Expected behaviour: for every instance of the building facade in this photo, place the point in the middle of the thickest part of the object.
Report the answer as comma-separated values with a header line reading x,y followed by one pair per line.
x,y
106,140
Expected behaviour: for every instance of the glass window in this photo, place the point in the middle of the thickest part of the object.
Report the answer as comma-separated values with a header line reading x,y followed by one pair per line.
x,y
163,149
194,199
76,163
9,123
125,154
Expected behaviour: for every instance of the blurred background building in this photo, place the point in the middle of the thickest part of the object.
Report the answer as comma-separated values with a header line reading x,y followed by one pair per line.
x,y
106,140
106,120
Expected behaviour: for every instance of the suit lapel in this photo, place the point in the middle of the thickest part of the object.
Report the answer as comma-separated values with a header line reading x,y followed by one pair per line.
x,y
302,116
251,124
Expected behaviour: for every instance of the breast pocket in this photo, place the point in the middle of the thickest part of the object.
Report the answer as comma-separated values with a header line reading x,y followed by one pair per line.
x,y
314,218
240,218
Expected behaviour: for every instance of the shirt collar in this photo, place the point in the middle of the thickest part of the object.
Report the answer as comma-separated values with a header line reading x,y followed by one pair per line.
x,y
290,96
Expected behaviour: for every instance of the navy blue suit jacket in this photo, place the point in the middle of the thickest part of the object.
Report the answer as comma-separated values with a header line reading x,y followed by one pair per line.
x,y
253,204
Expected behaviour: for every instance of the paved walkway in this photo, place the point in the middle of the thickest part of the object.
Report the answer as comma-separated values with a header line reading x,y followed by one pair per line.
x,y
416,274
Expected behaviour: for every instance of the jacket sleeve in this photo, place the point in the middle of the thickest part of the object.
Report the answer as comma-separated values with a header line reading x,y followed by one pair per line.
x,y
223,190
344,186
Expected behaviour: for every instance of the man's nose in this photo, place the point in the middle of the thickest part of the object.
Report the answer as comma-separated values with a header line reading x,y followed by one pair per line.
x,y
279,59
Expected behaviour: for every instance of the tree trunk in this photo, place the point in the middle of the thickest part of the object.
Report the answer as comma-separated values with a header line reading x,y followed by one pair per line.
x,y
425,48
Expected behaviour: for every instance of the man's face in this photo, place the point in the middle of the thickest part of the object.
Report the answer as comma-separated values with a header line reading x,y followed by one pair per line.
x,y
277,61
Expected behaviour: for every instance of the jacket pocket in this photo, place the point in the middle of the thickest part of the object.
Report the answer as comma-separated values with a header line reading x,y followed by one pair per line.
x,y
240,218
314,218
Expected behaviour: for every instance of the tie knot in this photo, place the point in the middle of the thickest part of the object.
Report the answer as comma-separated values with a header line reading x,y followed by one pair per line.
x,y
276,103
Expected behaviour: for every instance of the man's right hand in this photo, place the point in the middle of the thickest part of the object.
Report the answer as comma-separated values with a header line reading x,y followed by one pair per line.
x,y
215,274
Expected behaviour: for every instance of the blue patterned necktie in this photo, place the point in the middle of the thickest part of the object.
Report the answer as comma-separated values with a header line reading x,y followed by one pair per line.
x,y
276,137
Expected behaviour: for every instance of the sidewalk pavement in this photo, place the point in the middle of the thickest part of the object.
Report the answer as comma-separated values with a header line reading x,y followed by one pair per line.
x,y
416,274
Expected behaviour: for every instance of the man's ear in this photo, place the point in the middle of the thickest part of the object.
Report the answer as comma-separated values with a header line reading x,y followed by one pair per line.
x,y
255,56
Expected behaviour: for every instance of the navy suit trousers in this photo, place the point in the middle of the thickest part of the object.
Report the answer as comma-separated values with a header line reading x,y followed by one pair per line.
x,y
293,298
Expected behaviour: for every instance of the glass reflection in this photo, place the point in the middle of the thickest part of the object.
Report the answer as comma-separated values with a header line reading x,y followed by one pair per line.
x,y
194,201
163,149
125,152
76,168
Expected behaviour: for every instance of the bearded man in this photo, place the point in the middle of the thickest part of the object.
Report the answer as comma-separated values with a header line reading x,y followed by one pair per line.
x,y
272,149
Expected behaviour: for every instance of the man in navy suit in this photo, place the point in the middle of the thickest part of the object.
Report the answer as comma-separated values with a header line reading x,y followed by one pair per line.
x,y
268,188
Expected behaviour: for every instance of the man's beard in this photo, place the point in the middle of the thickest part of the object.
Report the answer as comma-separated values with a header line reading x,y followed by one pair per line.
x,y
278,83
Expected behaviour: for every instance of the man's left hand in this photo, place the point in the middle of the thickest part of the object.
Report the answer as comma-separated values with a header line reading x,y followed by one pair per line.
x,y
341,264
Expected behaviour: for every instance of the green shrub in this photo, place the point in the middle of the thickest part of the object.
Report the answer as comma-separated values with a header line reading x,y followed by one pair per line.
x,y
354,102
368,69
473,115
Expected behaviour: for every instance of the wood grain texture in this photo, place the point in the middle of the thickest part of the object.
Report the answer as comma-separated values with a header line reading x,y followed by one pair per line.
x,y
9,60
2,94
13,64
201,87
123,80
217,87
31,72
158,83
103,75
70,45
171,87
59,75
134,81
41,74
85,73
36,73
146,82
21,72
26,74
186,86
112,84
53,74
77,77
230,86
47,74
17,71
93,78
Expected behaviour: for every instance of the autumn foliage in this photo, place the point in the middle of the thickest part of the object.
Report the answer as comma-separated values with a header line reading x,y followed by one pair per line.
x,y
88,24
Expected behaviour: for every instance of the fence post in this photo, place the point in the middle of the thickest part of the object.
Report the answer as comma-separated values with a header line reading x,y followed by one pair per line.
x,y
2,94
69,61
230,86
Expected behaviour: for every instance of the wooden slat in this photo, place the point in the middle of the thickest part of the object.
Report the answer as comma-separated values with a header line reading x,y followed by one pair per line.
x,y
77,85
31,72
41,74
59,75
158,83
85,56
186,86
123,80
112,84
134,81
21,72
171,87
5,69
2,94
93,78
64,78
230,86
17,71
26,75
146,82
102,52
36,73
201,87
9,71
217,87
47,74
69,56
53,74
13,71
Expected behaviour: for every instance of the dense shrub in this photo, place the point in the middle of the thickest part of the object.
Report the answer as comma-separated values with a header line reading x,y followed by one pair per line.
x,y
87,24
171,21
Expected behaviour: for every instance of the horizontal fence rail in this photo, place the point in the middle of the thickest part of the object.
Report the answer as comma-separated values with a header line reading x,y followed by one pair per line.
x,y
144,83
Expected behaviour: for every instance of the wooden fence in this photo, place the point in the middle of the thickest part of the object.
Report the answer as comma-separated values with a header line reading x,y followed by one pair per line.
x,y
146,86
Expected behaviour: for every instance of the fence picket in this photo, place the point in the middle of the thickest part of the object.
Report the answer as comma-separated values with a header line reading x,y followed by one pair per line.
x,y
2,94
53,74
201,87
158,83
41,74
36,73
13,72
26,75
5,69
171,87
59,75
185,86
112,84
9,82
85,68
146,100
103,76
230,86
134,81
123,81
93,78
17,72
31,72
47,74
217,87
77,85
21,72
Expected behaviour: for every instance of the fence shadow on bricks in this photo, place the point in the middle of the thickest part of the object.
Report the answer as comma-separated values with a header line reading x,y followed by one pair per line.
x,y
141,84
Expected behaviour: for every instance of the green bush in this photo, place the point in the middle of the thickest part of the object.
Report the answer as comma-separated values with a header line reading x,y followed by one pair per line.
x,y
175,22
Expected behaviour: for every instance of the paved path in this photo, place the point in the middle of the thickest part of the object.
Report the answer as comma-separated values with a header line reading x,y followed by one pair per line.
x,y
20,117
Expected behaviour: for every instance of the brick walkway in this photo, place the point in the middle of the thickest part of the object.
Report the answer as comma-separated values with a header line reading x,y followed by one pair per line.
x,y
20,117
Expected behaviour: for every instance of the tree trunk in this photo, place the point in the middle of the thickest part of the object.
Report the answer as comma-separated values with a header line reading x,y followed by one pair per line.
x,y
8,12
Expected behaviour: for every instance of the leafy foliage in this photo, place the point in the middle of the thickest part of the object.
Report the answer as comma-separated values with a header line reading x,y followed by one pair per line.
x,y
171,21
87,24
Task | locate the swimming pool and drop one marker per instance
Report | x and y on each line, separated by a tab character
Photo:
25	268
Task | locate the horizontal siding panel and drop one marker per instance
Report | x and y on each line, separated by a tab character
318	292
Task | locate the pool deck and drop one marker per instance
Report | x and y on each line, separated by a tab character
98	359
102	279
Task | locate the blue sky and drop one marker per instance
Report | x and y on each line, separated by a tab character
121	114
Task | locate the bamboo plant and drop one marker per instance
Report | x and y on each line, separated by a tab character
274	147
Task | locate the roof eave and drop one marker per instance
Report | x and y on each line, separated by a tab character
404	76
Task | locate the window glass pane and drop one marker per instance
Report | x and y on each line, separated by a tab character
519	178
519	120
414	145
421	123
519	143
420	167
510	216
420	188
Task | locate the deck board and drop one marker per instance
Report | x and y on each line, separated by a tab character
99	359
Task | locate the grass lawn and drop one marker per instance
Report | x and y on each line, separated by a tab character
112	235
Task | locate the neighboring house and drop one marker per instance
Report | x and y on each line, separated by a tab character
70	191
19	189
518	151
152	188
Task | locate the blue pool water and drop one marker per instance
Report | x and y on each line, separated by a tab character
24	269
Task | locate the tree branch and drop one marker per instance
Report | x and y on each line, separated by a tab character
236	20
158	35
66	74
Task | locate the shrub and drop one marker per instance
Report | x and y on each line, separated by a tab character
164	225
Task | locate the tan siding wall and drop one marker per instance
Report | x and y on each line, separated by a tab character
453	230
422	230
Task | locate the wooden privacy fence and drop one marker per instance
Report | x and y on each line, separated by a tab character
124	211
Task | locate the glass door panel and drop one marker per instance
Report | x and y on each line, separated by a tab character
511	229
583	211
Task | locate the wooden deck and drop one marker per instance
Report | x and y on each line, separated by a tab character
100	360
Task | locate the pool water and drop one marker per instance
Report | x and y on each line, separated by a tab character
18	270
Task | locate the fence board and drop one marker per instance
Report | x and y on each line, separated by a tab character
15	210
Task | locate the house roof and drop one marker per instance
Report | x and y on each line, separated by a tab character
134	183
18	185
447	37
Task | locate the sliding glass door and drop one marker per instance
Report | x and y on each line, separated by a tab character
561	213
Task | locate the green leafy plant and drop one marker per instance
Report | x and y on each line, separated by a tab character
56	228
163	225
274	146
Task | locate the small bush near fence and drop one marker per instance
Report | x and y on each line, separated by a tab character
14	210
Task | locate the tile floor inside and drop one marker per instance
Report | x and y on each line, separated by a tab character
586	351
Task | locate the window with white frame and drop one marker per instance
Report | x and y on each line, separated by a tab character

GOAL OF THE EXERCISE => Lines containing the string "leafy" are the ones to copy from the entries above.

RESULT =>
Expected behaviour: for every instance of the leafy foliage in this photo, place the point in the middle of the thickest part of the object.
Task | locate the green leafy plant and drop one marker per instance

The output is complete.